EXERCISE TASK:
Pick out every line in the entries below that contains the word "shorts", with uppercase and lowercase letters matching exactly, and copy each of those lines.

DATASET EXTRACT:
***

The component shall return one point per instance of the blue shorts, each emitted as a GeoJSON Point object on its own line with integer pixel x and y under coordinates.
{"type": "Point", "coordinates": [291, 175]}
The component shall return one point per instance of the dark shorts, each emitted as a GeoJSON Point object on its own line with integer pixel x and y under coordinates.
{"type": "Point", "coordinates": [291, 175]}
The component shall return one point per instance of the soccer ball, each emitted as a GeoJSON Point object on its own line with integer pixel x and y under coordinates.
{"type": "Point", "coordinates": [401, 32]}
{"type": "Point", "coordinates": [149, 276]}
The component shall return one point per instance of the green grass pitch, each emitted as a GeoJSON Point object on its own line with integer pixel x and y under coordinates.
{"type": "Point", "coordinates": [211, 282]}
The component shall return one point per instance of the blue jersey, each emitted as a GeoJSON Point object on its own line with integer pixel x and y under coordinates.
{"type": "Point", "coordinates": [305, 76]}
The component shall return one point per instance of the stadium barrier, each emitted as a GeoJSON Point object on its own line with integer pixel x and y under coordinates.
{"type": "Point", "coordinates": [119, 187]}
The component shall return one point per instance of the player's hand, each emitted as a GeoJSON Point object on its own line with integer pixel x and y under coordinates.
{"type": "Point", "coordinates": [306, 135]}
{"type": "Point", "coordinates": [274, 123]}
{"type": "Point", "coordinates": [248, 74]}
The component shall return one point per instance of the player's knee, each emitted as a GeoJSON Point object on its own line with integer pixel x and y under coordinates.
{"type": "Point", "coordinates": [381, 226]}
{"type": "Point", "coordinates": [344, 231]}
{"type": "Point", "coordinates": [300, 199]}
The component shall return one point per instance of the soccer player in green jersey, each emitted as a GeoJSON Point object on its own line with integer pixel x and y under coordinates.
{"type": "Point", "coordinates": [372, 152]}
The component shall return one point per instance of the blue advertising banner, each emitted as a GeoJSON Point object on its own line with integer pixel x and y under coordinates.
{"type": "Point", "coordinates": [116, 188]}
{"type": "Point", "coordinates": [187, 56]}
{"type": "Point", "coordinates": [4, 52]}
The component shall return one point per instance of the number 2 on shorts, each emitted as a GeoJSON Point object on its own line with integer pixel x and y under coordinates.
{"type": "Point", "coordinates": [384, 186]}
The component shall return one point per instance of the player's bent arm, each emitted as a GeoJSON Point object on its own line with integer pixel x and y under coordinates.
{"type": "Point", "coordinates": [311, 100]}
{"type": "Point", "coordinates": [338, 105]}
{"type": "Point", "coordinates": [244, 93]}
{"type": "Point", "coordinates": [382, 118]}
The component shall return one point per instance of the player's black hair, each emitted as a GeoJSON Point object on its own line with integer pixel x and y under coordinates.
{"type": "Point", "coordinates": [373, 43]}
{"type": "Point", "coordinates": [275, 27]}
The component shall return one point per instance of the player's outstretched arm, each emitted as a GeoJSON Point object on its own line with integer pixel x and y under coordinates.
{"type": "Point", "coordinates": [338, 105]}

***

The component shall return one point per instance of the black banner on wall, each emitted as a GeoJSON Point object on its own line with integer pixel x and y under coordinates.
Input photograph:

***

SOLUTION FOR THIS PROBLEM:
The component shall return one point per instance of the blue shorts, each emitted as a GeoJSON Point object on its own line with integer pixel x and y under coordinates.
The component shall return one point per instance of the dark shorts, each emitted as a GeoJSON Point object on its own line with integer pixel x and y under coordinates.
The component shall return one point per instance of the number 2 on shorts, each emitted as a GeoJSON Point object on its own line with integer pixel x and y under coordinates.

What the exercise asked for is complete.